# Acciones requeridas
1. Repite de forma literal el pasaje del texto sobre la soledad del escritor que empieza en "Cuando uno está" y sigue hasta "se ejercían mutuamente.".
2. En el texto sobre la soledad del escritor, ¿qué lectura reciente le dio la idea a quien escribe?

# Texto fuente
Cuando uno está inmerso en una pasión artística es bastante difícil encontrar una pareja comprensiva que asimile nuestros cambios de humor, la ambivalente necesidad de un espacio propio, los súbitos arranques de melancolía y el diálogo permanente con las voces internas. Todo artista, todo creador, vive en un mundo con reglas particulares, ajenas, que de vez en cuando tendrá que flexibilizar sus pensamientos para ajustarse a la cotidianeidad. Es un precio justo, creo yo. La idea me vino porque recientemente leí un artículo sobre las parejas literarias de la historia y la influencia que se ejercían mutuamente.

Para el escritor la soledad es una herramienta muy importante; uno lee en soledad y escribe en soledad y reflexiona cuando está solo; luego llegan estas voces ajenas que distorsionan todo, pidiendo esto o aquello, cuando lo que uno quiere es estar a solas para poder trabajar tranquilo. Cualquier pareja que se tenga quizás hará un esfuerzo por entender este mundo interno, pero no siempre es tarea fácil. El escritor se afana en una realidad alterna, suplantando la imaginación y llenando el silencio con diálogos inexistentes. ¿Cuántos no hay que lo catalogan a uno de loco? Bueno, en mi caso soy feliz con mi locura. Y mi soledad. Porque esta soledad no implica silencios, ni aburrimiento, ni ausencia de amigos; es todo lo contrario. Pero cuando uno hace cierta apuesta sentimental con otra persona, el ingrediente literario y creativo estará siempre presente, en el medio, bajo la cama, sobre la mesa, en cada orgasmo y en el crepúsculo de cada tarde lluviosa.

# Fragmento fuente
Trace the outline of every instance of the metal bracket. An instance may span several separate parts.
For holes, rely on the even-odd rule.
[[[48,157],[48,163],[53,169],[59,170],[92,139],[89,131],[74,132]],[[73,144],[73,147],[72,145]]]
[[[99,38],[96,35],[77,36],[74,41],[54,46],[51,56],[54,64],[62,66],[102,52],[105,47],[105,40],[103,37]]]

# Soluciones
1.
Cuando uno está inmerso en una pasión artística es bastante difícil encontrar una pareja comprensiva que asimile nuestros cambios de humor, la ambivalente necesidad de un espacio propio, los súbitos arranques de melancolía y el diálogo permanente con las voces internas. Todo artista, todo creador, vive en un mundo con reglas particulares, ajenas, que de vez en cuando tendrá que flexibilizar sus pensamientos para ajustarse a la cotidianeidad. Es un precio justo, creo yo. La idea me vino porque recientemente leí un artículo sobre las parejas literarias de la historia y la influencia que se ejercían mutuamente.

2. Un artículo sobre las parejas literarias de la historia y la influencia que se ejercían mutuamente.